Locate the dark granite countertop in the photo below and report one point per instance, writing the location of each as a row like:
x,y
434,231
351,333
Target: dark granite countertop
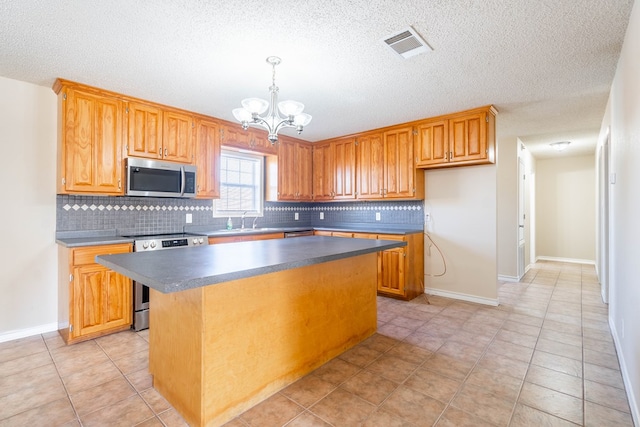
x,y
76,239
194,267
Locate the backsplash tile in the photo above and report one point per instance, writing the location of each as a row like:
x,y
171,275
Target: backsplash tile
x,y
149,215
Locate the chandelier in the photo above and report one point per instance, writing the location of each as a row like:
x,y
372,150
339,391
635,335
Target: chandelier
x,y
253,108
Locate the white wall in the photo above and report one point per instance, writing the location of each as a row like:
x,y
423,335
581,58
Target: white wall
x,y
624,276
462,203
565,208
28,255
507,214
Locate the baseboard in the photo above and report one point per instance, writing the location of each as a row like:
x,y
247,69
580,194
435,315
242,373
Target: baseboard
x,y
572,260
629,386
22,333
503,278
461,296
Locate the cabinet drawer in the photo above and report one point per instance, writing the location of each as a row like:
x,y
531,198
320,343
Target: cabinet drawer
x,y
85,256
----
**Exercise brief:** Copy all the material word for word, minus its pictures.

**Answer below:**
Locate the dark granite countertop in the photo below and report one point per instance, writing the location of each as a row like:
x,y
434,231
351,333
Target: dark granite countertop
x,y
76,239
194,267
Locate the backsplash tile in the photo above and report one point per instance, writing the location of each as a row like:
x,y
171,275
Target: backsplash tile
x,y
149,215
Locate the chandelier in the photo above and report one point per instance, writing the location of each as a row like:
x,y
372,150
339,391
635,335
Target: chandelier
x,y
253,108
Locate the white wall in the photo above and report one point per instance, writing the location of each as a row like:
x,y
423,335
581,58
Target: white wall
x,y
624,276
462,203
565,208
28,255
507,214
Locate the baseboard in the photo above and report one point per instance, writing the location of each as a row like:
x,y
247,69
580,194
435,315
242,373
Target: baseboard
x,y
572,260
629,386
22,333
503,278
461,296
Locate the cabinet drawer in the photo above and report one point per instance, writing the location of each as a row like:
x,y
531,198
320,343
Target: cabinet drawer
x,y
85,256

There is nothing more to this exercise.